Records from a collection
════════════════
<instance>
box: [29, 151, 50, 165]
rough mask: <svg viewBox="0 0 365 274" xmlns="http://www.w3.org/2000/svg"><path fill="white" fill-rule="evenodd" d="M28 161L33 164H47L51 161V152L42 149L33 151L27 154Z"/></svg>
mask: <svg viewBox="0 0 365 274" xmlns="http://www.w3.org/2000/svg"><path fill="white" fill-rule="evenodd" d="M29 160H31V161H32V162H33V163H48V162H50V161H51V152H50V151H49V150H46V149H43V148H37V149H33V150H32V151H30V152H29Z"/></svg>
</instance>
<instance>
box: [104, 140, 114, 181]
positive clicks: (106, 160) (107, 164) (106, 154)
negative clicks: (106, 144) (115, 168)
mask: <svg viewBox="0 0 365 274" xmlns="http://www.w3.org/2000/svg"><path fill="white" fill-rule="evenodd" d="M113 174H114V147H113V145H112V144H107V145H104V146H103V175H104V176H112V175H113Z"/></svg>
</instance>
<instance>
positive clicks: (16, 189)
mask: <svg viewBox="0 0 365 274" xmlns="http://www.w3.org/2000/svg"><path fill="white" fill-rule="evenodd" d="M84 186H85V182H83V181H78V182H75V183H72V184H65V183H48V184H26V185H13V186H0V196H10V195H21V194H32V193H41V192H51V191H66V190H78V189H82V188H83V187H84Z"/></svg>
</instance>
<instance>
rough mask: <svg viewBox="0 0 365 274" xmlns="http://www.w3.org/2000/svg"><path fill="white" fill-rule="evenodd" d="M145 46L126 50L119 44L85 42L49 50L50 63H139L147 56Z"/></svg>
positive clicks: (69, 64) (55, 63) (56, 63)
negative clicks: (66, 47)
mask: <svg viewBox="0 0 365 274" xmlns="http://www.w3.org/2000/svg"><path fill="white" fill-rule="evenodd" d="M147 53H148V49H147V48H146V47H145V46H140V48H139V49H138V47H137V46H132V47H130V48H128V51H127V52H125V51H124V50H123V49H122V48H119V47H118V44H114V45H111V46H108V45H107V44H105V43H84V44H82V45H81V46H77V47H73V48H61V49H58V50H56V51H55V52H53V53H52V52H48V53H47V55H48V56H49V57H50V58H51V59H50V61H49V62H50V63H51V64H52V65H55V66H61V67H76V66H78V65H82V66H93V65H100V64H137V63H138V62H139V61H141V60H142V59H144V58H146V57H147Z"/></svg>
════════════════
> [WORK TO BE COMPLETED]: This exercise asks for every line of the records to be repeated exactly.

> [EXERCISE RESULT]:
<instance>
box: [29, 151, 50, 165]
rough mask: <svg viewBox="0 0 365 274" xmlns="http://www.w3.org/2000/svg"><path fill="white" fill-rule="evenodd" d="M28 161L33 164H47L51 161V152L42 149L33 151L27 154Z"/></svg>
mask: <svg viewBox="0 0 365 274" xmlns="http://www.w3.org/2000/svg"><path fill="white" fill-rule="evenodd" d="M29 160H31V161H32V162H33V163H48V162H50V161H51V152H50V151H49V150H46V149H43V148H37V149H33V150H32V151H30V152H29Z"/></svg>
</instance>
<instance>
box: [104, 140, 114, 181]
positive clicks: (106, 160) (107, 164) (106, 154)
negative clicks: (106, 144) (115, 168)
mask: <svg viewBox="0 0 365 274" xmlns="http://www.w3.org/2000/svg"><path fill="white" fill-rule="evenodd" d="M113 174H114V147H113V145H112V144H107V145H104V146H103V175H104V176H112V175H113Z"/></svg>
</instance>
<instance>
positive clicks: (16, 189)
mask: <svg viewBox="0 0 365 274" xmlns="http://www.w3.org/2000/svg"><path fill="white" fill-rule="evenodd" d="M84 186H85V182H83V181H78V182H75V183H72V184H65V183H48V184H26V185H13V186H0V196H10V195H21V194H32V193H41V192H51V191H66V190H78V189H82V188H83V187H84Z"/></svg>
</instance>
<instance>
rough mask: <svg viewBox="0 0 365 274" xmlns="http://www.w3.org/2000/svg"><path fill="white" fill-rule="evenodd" d="M145 46L126 50L119 44L85 42L49 50L50 63H139L147 56Z"/></svg>
positive clicks: (69, 64) (55, 63) (56, 63)
negative clicks: (66, 47)
mask: <svg viewBox="0 0 365 274" xmlns="http://www.w3.org/2000/svg"><path fill="white" fill-rule="evenodd" d="M147 53H148V49H147V48H146V47H145V46H140V48H139V49H138V47H137V46H132V47H130V48H128V51H127V52H125V51H124V50H123V49H122V48H119V47H118V44H114V45H111V46H108V45H107V44H105V43H84V44H82V45H81V46H77V47H73V48H61V49H58V50H56V51H55V52H53V53H52V52H48V53H47V55H48V56H49V57H50V58H51V59H50V61H49V62H50V63H51V64H52V65H55V66H61V67H76V66H78V65H82V66H93V65H100V64H137V63H138V62H139V61H141V60H142V59H144V58H146V57H147Z"/></svg>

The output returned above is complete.